### Исходный текст:
________________________
В этой обстановке лозунги большевиков имели фатальное воздействие. Лев Лунин, младший брат атамана, также входивший в особое формирование, отметил в своих записях о положении в начале сентября 1917 года:
Большевизм, сладкая приманка для солдат, стал проникать в отряд, находя там благодатную почву. Кроме того, отношение окружающих частей было враждебным, и часто возникали по этому поводу конфликты. Большую роль также сыграло выступление генерала Корнилова. Отлично понимая, что боевую мощь отряда можно сохранить лишь строгой дисциплиной, начальник отряда и офицеры, а частью сами партизаны, старались вразумить «заболевших» большевизмом людей{323}.
Остальное довершали интриги офицеров, которые настраивали партизан против руководства.
Сравнение списка штаба особого отряда с перечнем известных атаманов Гражданской войны обнаруживает некоторые пересечения. Так, барон Унгерн до 1916 года сражался под началом Лунина и перешел затем на год на Юго-Западный фронт. Но только когда летом 1917 года он вместе с Семеновым был переведен в Забайкалье, чтобы формировать там части из добровольцев, он посчитал, что пришло время реализовать собственные представления о партизанской войне. Анненков также возглавлял в Мировую войну отдельный партизанский отряд. На Северном фронте Гражданской войны локальная и персональная преемственность между атаманами была самой непосредственной. Здесь бывший подчиненный Лунина, штаб-ротмистр Станислав Никодимович Булак-Балахович провозгласил себя «атаманом». В Псковской губернии он властвовал — некоторое время совместно со своим братом Юзефом — на манер мелкого диктатора. Сначала это происходило по договоренности с наркомвоенмором Львом Давидовичем Троцким, с которым Булак-Балахович встречался весной 1918 года в Москве и которому, очевидно, была близка идея элитного отряда из опытных и бесстрашных кавалеристов. Принимали в отряд наряду с партизанами пунинской сотни, украинскими казаками и молодыми поляками и обычных уголовников. Партизаны называли Балаховича «батькой». Его «демократический» режим состоял сначала в «усмирении» недовольного населения и подавлении восстаний. От имени советской власти воины Балаховича устраивали репрессии, конфисковывали имущество и собирали контрибуции. В ноябре 1918 года Балахович перешел к белым. После их поражения он вместе со своими сторонниками примкнул в 1920 году к армии Пилсудского и сражался на стороне Польши против Советской России{324}.[19]
Особенно катастрофической была ситуация на Украине, где наряду с вооруженными националистическими войсками друг с другом боролись многочисленные банды{325}. Соединения Нестора Махно и Николая (Никифора) Григорьева играли важную роль в изматывании Добровольческой армии белых, хотя периодически вступали и в стычки с красноармейцами. Не в последнюю очередь ущерб Добровольческой армии нанесло и то обстоятельство, что ее солдаты и офицеры продавали на базарах «реквизированное» добро, начиная от лошадей и заканчивая предметами повседневного обихода{326}. В Ставропольской губернии население жаловалось на бесчинства регулярных частей и бессилие начальства{327}. Большевистский лозунг «Грабь награбленное!» нашел отклик и среди их противников, заслуживших репутацию «грабьармии»{328}. В то же время эта сторона «атаманщины» не может быть распространена на всю ее историю. В ходе Гражданской войны произошло радикальное смещение понятий о власти. Атаманы, которые хотели упрочить свое господство, не могли обойтись без выстраивания институционализированных структур. Их манифесты в конечном итоге служили для легитимации вовне и содержали в себе более или менее последовательное политическое ядро.
________________________
### Данные:
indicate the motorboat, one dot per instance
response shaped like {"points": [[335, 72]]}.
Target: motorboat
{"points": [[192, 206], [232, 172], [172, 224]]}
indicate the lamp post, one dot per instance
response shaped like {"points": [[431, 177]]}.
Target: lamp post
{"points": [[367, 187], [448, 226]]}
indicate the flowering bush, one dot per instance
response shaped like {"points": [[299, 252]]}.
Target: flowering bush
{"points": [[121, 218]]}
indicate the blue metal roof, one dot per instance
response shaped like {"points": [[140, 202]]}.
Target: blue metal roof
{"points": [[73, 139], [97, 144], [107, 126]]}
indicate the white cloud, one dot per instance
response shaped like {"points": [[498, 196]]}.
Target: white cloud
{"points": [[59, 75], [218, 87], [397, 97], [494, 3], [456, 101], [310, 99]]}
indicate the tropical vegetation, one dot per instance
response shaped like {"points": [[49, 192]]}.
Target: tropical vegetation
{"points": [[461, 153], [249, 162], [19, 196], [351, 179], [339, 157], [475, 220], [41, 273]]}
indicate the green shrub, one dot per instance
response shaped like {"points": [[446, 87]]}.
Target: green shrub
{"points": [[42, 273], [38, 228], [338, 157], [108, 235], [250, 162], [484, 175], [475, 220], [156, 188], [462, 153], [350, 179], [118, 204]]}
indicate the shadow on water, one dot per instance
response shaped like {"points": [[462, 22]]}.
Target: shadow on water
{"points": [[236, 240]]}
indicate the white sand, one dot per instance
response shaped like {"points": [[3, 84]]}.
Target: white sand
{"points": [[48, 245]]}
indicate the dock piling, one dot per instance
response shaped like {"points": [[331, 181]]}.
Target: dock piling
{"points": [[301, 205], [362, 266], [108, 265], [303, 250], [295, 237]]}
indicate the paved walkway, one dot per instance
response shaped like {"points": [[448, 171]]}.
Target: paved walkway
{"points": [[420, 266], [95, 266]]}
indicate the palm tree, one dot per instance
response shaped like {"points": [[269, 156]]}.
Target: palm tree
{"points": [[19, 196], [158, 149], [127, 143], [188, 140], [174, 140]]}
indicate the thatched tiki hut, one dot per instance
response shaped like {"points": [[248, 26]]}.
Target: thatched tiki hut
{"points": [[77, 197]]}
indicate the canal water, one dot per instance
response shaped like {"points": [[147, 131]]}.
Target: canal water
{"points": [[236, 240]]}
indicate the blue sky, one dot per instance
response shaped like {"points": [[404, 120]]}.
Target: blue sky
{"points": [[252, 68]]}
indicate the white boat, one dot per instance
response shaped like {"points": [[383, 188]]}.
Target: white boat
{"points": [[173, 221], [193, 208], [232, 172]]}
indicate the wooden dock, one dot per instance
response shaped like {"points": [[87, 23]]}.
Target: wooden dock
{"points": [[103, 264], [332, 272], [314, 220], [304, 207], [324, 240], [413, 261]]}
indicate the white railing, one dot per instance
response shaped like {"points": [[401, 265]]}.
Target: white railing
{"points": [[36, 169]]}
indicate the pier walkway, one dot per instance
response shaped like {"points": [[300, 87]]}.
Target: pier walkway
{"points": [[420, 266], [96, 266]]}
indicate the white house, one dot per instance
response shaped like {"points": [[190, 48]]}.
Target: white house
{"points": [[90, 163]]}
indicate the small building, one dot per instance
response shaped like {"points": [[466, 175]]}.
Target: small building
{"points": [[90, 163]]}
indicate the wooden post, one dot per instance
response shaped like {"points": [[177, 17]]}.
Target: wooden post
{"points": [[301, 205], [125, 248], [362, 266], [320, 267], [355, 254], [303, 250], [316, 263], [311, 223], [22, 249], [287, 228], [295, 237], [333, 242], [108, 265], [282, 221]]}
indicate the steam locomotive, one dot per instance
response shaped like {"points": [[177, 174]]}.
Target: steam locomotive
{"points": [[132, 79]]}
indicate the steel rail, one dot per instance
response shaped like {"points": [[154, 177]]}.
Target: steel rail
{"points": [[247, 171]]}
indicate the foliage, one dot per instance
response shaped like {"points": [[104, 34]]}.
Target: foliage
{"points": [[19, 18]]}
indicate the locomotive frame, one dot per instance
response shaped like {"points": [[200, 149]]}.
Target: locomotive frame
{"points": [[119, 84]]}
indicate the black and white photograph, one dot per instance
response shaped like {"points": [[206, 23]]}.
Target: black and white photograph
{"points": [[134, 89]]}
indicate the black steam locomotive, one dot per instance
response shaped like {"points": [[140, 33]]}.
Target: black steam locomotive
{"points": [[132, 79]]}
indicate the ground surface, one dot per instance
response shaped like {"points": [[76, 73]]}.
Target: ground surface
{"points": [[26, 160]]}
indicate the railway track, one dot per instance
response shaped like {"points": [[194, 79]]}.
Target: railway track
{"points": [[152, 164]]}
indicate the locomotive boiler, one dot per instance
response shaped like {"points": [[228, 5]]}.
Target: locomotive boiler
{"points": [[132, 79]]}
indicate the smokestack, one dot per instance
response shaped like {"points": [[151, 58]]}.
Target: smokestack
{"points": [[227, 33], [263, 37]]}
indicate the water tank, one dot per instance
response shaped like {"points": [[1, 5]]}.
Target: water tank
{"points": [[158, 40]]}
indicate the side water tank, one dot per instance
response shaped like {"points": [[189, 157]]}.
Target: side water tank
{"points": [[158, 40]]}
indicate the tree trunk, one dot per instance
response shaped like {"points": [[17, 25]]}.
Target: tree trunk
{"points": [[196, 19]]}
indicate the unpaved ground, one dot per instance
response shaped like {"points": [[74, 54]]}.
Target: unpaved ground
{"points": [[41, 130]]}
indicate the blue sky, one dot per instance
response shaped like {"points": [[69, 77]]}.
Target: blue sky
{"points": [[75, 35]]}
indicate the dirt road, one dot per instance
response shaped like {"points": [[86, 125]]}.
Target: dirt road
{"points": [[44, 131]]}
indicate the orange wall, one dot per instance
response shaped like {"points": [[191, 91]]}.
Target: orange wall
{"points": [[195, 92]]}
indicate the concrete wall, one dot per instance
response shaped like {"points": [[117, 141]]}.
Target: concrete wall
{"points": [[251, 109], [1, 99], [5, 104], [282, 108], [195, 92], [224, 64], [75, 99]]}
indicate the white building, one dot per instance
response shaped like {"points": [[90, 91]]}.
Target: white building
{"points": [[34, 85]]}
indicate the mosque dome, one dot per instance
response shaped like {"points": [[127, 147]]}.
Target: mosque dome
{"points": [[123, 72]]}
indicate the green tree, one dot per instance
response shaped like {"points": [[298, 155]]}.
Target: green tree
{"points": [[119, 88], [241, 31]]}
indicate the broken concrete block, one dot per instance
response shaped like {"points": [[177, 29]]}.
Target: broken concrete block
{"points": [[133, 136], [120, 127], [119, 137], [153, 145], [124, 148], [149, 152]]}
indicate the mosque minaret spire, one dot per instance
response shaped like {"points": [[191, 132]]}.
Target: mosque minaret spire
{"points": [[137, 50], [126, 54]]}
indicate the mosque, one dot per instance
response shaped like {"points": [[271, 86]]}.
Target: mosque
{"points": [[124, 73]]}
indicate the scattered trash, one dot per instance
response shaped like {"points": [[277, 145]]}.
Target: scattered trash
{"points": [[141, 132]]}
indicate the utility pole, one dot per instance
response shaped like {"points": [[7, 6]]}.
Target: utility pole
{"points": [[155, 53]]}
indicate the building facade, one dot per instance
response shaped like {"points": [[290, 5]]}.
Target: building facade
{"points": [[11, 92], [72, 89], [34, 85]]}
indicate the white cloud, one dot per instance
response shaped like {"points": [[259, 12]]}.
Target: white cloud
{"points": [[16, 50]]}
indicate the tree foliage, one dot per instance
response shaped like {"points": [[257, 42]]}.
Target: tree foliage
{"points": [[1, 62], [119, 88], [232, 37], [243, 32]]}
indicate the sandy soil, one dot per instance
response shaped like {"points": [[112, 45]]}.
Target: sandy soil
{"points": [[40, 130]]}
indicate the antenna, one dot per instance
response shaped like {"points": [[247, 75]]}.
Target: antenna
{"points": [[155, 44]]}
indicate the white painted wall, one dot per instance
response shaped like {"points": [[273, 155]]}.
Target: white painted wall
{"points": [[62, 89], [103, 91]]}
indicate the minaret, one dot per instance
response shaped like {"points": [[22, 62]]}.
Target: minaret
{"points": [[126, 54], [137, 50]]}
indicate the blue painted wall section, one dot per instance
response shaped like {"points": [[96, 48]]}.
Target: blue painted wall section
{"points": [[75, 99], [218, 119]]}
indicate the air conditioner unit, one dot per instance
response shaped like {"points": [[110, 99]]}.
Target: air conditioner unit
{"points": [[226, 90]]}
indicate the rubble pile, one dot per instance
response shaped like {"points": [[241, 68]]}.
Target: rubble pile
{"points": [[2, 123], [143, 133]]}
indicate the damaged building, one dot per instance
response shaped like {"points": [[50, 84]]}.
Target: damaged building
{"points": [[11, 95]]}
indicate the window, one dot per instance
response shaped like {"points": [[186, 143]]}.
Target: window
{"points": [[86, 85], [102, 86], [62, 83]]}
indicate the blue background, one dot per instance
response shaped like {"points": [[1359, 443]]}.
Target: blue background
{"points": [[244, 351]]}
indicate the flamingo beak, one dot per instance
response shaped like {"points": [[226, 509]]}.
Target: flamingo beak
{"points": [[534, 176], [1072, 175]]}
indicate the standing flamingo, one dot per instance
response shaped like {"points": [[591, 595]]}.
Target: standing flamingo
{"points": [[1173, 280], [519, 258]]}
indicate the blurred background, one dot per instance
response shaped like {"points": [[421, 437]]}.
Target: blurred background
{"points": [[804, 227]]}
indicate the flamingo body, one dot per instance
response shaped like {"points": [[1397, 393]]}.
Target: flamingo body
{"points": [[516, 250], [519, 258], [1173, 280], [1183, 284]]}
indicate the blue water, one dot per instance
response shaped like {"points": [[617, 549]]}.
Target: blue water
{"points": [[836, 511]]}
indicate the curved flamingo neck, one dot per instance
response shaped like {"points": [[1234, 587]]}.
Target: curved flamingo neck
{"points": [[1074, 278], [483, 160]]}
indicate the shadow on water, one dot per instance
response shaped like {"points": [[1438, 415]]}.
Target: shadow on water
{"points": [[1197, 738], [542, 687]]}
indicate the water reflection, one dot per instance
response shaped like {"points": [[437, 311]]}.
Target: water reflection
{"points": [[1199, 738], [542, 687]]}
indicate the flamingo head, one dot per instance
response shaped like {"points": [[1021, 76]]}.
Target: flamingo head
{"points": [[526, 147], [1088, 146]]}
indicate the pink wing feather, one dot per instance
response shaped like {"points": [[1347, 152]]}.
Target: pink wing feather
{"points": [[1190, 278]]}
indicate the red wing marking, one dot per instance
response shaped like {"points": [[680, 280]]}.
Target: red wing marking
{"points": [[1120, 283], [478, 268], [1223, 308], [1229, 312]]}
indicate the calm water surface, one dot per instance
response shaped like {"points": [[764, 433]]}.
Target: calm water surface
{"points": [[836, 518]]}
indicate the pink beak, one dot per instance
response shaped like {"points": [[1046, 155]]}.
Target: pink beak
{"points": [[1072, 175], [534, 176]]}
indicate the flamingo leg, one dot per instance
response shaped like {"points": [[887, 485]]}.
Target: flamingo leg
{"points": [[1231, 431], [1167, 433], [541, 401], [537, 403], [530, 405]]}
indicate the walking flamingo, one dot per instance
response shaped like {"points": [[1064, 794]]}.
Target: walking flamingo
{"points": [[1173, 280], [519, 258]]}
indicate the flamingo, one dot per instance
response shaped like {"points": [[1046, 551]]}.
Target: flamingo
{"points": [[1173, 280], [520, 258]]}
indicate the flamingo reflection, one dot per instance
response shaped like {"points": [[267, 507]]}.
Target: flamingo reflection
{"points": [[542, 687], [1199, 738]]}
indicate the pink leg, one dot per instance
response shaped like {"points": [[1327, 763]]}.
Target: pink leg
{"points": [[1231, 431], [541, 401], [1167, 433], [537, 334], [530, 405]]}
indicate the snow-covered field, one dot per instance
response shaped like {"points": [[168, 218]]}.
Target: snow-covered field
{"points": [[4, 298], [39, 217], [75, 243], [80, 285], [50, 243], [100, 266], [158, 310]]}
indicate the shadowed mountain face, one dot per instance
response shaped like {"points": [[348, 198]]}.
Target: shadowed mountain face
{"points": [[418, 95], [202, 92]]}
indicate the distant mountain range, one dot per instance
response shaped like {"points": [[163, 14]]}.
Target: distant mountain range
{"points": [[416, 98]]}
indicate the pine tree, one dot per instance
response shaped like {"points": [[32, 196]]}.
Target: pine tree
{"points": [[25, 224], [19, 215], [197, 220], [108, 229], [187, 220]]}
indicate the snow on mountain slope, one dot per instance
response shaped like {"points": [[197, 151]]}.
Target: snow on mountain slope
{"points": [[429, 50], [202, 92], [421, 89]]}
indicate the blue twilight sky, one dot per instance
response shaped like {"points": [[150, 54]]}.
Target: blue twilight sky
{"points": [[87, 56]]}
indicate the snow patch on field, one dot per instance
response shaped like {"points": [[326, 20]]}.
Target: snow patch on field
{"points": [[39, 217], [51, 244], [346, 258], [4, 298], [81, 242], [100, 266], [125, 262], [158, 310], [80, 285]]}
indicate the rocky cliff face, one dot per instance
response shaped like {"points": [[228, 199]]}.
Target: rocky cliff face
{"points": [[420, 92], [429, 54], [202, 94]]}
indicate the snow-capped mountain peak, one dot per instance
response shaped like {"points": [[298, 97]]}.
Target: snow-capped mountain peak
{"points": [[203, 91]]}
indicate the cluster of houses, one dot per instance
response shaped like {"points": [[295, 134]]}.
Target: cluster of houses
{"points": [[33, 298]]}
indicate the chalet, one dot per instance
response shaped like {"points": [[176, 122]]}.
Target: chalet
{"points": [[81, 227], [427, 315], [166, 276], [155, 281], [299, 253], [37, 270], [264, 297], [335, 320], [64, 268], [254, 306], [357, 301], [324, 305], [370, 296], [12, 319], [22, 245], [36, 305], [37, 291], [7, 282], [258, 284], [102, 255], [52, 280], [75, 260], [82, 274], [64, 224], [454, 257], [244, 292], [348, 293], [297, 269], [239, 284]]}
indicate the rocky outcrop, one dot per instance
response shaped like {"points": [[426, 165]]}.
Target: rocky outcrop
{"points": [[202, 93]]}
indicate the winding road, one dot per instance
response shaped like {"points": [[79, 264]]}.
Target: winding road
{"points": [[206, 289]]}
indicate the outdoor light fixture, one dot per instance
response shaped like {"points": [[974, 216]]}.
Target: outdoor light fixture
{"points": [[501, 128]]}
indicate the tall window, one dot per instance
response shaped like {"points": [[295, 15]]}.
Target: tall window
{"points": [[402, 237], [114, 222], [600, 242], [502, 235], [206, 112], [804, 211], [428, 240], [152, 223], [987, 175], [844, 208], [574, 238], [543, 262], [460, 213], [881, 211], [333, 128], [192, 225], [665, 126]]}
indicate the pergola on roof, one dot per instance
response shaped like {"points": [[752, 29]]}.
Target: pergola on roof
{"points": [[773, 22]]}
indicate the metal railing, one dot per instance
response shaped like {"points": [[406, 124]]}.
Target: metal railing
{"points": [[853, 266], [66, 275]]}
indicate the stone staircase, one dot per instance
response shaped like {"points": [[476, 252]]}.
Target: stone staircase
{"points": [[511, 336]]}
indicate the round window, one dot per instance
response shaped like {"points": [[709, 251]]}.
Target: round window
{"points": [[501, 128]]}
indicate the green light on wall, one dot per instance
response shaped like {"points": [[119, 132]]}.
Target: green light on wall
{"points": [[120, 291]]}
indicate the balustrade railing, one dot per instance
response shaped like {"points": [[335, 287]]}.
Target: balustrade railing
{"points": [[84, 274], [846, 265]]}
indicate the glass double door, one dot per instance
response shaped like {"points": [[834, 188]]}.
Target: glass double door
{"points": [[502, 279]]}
________________________
### Что нужно сделать:
**1)** Когда, согласно тексту об атаманах Гражданской войны, Булак-Балахович перешел к белым?
**2)** Выпишите из текста об атаманах Гражданской войны дословно фрагмент, который начинается со слов "В этой обстановке" и заканчивается словами "партизан против руководства.".
**3)** Продолжите, пожалуйста, текст об атаманах Гражданской войны с места, на котором он обрывается.

### Ответы:
**1)** В ноябре 1918 года.

**2)**
В этой обстановке лозунги большевиков имели фатальное воздействие. Лев Лунин, младший брат атамана, также входивший в особое формирование, отметил в своих записях о положении в начале сентября 1917 года:
Большевизм, сладкая приманка для солдат, стал проникать в отряд, находя там благодатную почву. Кроме того, отношение окружающих частей было враждебным, и часто возникали по этому поводу конфликты. Большую роль также сыграло выступление генерала Корнилова. Отлично понимая, что боевую мощь отряда можно сохранить лишь строгой дисциплиной, начальник отряда и офицеры, а частью сами партизаны, старались вразумить «заболевших» большевизмом людей{323}.
Остальное довершали интриги офицеров, которые настраивали партизан против руководства.

**3)**
В то же время кавалерийские соединения и казаки сражались и на стороне большевиков, которые прежде всего старались привлечь на свою сторону социальные низы. Но на пропаганду Красной армии откликались в особенности молодые вернувшиеся с фронта казаки («фронтовики»). После того как они пережили революционное воодушевление митингов распадавшейся армии Первой мировой, возвращение в жестко заданные рамки образа жизни «стариков» им удавалось с трудом{329}. Молодые казаки мечтали об ином равенстве. Они даже были готовы пожертвовать самим званием «казака», поскольку ассоциировали его с «дворянами»{330}. Вначале «старикам» еще удавалось держать неподчинение под контролем путем «нагаечной дисциплины»{331}. Но к 1918 году процесс разложения в самих казацких сообществах зашел так далеко, что добровольческие части казались более дисциплинированными{332}.
На территориях конных элит бушевали собственные гражданские войны. В масштабе империи казацкое военное сословие все еще сохраняло наибольшую боеспособность. В процессе бесконтрольной массовой мобилизации Гражданской войны традиционная система призыва потеряла свою действенность. Наркомвоенмор Троцкий использовал автономистские устремления казаков, чтобы столкнуть их друг с другом и направить против унитаризма белых[20]. «Красные» казаки Первой конной армии легендарного Семена Михайловича Буденного{333} и Второй конной армии донского казака Филиппа Кузьмича Миронова{334},[21] которые были задействованы в штурме врангелевского Крыма, успешно интегрировались в брутальную стратегию большевиков. Казачество, мнимый оплот монархизма, превратилось в расколотое и дезориентированное сепаратное общество. Как и другие сегменты социального тела империи, оно оказалось неспособным противостоять динамике распада на переходе от Мировой к Гражданской войне. Еще до того, как бои завершились, большевики перешли к беспощадному «расказачиванию», которое отвечало неумолимой логике их эгалитарного утопического проекта{335}.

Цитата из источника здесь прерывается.